• TRAVAIL DEMANDÉ
1. Traduisez en anglais la phrase suivante de l'article sur les départs d'Afghanistan par voie terrestre : « Un point de passage avec le Pakistan, pays frontalier, existe toujours au sud-est, entre les villes de Chaman et de Spin Boldak. »
2. Poursuivez l'article sur les départs d'Afghanistan par voie terrestre à partir de sa dernière phrase.

• TEXTE FOURNI
-------------------------

EXIL - Face au blocage aérien, des milliers de personnes tentent un départ de l’Afghanistan par les terres. Le passage est toujours possible à la frontière pakistanaise, à un poste-clé laissé ouvert par les talibans.
Dix jours après la prise de Kaboul par les talibans, les opérations d’évacuations des pays occidentaux touchent à leur fin et des centaines de milliers de civils sont encore pris au piège dans leur propre pays. Tandis que la confusion règne toujours à l’aéroport, les insurgés ont annoncé mercredi 25 août avoir fermé les routes menant à l’aéroport, n’autorisant plus les candidats au départ à tenter leur chance.
Une "frontière très fréquentée", selon l'ONU
Or, la voie aérienne n’est pas la seule solution pour quitter l’Afghanistan. Un point de passage avec le Pakistan, pays frontalier, existe toujours au sud-est, entre les villes de Chaman et de Spin Boldak. Un poste stratégique à la frontière, tombé entre les mains des talibans le 16 juillet après d’intenses combats avec l’armée afghane et laissé ouvert aux flux de marchandises et de personnes. "Les talibans ont besoin des taxes de douanes", nous explique Bernard Dupaigne, historien spécialiste de l’Afghanistan. L'un des deux principaux postes frontaliers entre l'Afghanistan et le Pakistan, Spin Boldak est donc à ce jour "le seul endroit où les gens peuvent entrer et sortir" et "où les activités sont normales", selon Caroline Van Buren, représentante du Haut-commissariat aux réfugiés (HCR) de l’ONU en Afghanistan.

-------------------------

• DONNÉES FOURNIES
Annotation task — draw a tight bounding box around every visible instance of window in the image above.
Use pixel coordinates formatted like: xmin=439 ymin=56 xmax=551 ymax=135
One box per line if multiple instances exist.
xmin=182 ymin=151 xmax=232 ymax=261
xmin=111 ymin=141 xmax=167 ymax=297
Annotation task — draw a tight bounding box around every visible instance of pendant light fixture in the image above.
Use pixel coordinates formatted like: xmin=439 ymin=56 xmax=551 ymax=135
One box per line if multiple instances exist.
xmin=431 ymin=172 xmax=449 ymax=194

-------------------------

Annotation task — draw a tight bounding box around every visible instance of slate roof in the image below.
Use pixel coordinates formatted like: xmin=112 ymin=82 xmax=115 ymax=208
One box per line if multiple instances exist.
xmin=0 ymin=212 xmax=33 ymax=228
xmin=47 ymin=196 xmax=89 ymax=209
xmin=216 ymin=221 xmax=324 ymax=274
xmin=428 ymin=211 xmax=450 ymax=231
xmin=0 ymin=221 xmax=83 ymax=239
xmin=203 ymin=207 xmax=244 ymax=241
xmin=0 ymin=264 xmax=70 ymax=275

-------------------------

• RÉPONSES
1. A crossing point with Pakistan, a neighboring country, still exists in the southeast, between the towns of Chaman and Spin Boldak.

2.
Depuis le retour au pouvoir des talibans et la promesse d’appliquer la loi islamique, ils sont nombreux à vouloir passer ce poste frontière. Selon la chaine arabe Al Jazeera qui s’est rendue sur place, des milliers de civils ont franchi le passage de Spin Boldak la semaine ayant suivi l’entrée des insurgés islamistes dans Kaboul, y compris des détenus afghans libérés de la prison de Bagram. Lundi 16 août, le responsable de la province pakistanaise du Baloutchistan rapportait 20.000 passages en une journée, soit le double du trafic quotidien habituel, dont 13.000 civils afghans entrés dans le pays. Mardi 17 août, la frontière était toujours accessible aux Afghans pouvant justifier leur identité ou une preuve de l’asile obtenu au Pakistan, soutient encore Al Jazeera à partir de témoignage.
Dans un entretien publié sur le site du HCR, Caroline Van Buren décrit la situation en date du mardi 24 août à la frontière afghano-pakistanaise, alors que le monde a les yeux rivés sur l’aéroport de Kaboul : "Ces deux derniers jours, 20.000 personnes sont sorties et 19.000 personnes sont entrées. Il ne s’agit pas nécessairement de demandeurs d’asile ; c’est une frontière très fréquentée et ce sont les chiffres que nous avons régulièrement. Nous avons des personnes qui vont au Pakistan pour des soins médicaux, des personnes qui vont à l’école, au travail, pour être avec leur famille".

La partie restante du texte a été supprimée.